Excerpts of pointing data
==*==

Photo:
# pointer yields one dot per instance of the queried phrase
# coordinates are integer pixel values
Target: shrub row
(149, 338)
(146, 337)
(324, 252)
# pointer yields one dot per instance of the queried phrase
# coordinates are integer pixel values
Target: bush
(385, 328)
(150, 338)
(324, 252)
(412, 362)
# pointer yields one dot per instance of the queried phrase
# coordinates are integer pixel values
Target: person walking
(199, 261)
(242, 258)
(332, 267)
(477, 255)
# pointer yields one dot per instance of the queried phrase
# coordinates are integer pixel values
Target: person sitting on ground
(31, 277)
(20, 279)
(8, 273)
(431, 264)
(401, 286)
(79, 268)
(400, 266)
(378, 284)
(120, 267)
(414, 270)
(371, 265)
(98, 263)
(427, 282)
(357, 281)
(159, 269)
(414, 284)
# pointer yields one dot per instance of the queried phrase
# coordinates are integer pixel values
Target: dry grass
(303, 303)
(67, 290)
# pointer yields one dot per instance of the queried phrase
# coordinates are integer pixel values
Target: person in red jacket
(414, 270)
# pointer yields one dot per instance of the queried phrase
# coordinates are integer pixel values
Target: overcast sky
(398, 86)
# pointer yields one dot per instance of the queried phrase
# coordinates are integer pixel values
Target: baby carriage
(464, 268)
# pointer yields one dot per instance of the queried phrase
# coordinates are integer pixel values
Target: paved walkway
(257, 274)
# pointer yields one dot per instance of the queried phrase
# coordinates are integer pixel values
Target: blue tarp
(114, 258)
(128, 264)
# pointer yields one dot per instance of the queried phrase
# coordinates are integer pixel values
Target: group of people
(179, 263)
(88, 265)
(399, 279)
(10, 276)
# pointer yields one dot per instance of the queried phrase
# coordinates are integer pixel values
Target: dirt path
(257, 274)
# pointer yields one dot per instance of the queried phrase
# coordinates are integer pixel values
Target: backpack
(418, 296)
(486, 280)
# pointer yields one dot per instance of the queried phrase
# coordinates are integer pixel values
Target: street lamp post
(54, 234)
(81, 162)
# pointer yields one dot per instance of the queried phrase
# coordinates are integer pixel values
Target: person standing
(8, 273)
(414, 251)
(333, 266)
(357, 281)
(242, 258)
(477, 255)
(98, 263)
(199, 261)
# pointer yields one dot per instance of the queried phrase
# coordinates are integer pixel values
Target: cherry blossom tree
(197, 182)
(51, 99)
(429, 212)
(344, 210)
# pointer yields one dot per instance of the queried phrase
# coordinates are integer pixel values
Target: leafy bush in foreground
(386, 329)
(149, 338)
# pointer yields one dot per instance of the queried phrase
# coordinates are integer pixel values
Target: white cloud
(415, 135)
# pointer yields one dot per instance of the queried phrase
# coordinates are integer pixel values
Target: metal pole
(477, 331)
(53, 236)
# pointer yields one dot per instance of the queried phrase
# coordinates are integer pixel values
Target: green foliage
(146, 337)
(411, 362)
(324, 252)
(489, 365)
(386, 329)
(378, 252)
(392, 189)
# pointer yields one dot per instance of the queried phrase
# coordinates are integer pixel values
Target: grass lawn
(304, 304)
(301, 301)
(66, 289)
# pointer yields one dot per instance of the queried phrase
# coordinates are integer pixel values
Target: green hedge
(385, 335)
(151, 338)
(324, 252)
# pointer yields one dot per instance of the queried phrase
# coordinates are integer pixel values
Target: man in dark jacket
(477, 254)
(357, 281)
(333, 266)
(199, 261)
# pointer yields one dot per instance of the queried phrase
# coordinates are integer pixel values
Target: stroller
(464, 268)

==*==

- **What to work on**
Your task is to quote all of the data word for word.

- **Result for this task**
Photo:
# pointer yields one dot per instance of the queried phrase
# coordinates are integer pixel values
Target: shrub row
(149, 338)
(146, 337)
(324, 252)
# pointer yields one dot per instance of the queried phrase
# coordinates are integer pixel values
Target: bush
(385, 328)
(150, 338)
(324, 252)
(412, 362)
# pointer yields one dot per instance of the queried phrase
# coordinates are integer pixel values
Target: person walking
(199, 261)
(242, 258)
(332, 267)
(477, 255)
# pointer yields one dot per instance of the queried phrase
# coordinates are integer pixel values
Target: person sitting on ground
(31, 277)
(20, 279)
(8, 273)
(431, 264)
(401, 286)
(79, 268)
(400, 266)
(378, 284)
(120, 267)
(414, 270)
(371, 265)
(98, 263)
(427, 282)
(357, 281)
(159, 269)
(414, 284)
# pointer yields one dot per instance of the queried phrase
# coordinates are integer pixel values
Target: dry grass
(303, 303)
(67, 290)
# pointer yields one dot per instance of the queried phrase
# coordinates are integer pixel values
Target: person in red jacket
(414, 270)
# pointer yields one dot per instance of the queried phrase
# coordinates are integer pixel values
Target: overcast sky
(398, 86)
# pointer yields one dot per instance of the queried phrase
# coordinates are integer pixel values
Target: baby carriage
(464, 268)
# pointer yields one dot per instance of the queried phrase
# coordinates are integer pixel values
Target: paved walkway
(257, 274)
# pointer yields one dot per instance of the queried phrase
# coordinates are integer pixel values
Target: blue tarp
(114, 258)
(128, 264)
# pointer yields one dot per instance of the queried phrase
# coordinates are integer pixel values
Target: group of people
(179, 263)
(88, 265)
(399, 279)
(10, 276)
# pointer yields one dot per instance of the queried phrase
# coordinates are integer pixel values
Target: dirt path
(257, 274)
# pointer yields one dot per instance of the queried phrase
# coordinates are integer pixel values
Target: backpack
(418, 296)
(486, 280)
# pointer yields one dot per instance of the queried phrase
# coordinates are integer pixel values
Target: street lamp post
(54, 234)
(81, 162)
# pointer yields one dot per instance of the queried phrase
# coordinates are integer pixel values
Target: person standing
(8, 273)
(414, 251)
(333, 266)
(357, 281)
(242, 258)
(477, 255)
(98, 263)
(199, 261)
# pointer yields one dot per instance of the queried phrase
# coordinates are integer pixel values
Target: cherry blossom tree
(197, 182)
(51, 99)
(429, 212)
(344, 210)
# pointer yields one dot per instance of the queried phrase
# coordinates are integer pixel values
Target: leafy bush in foreground
(386, 329)
(149, 338)
# pointer yields one dot per instance of the queried phrase
# coordinates are integer pixel values
Target: white cloud
(415, 135)
# pointer yields one dot per instance of the queried phrase
# coordinates are integer pixel values
Target: metal pole
(477, 331)
(53, 236)
# pointer yields one dot per instance of the queried phrase
# coordinates are integer pixel values
Target: green foliage
(146, 337)
(411, 362)
(324, 252)
(489, 365)
(386, 329)
(378, 252)
(392, 189)
# pointer yields one dot per instance of the queried phrase
# coordinates are integer pixel values
Target: grass lawn
(304, 304)
(301, 301)
(66, 289)
# pointer yields one dot per instance of the queried phrase
# coordinates are integer pixel values
Target: green hedge
(385, 335)
(151, 338)
(324, 252)
# pointer yields one dot per instance of the queried phrase
# coordinates are integer pixel values
Target: man in dark jacket
(477, 254)
(357, 281)
(333, 266)
(199, 261)
# pointer yields one dot per instance of the queried phrase
# coordinates are integer pixel values
Target: stroller
(464, 268)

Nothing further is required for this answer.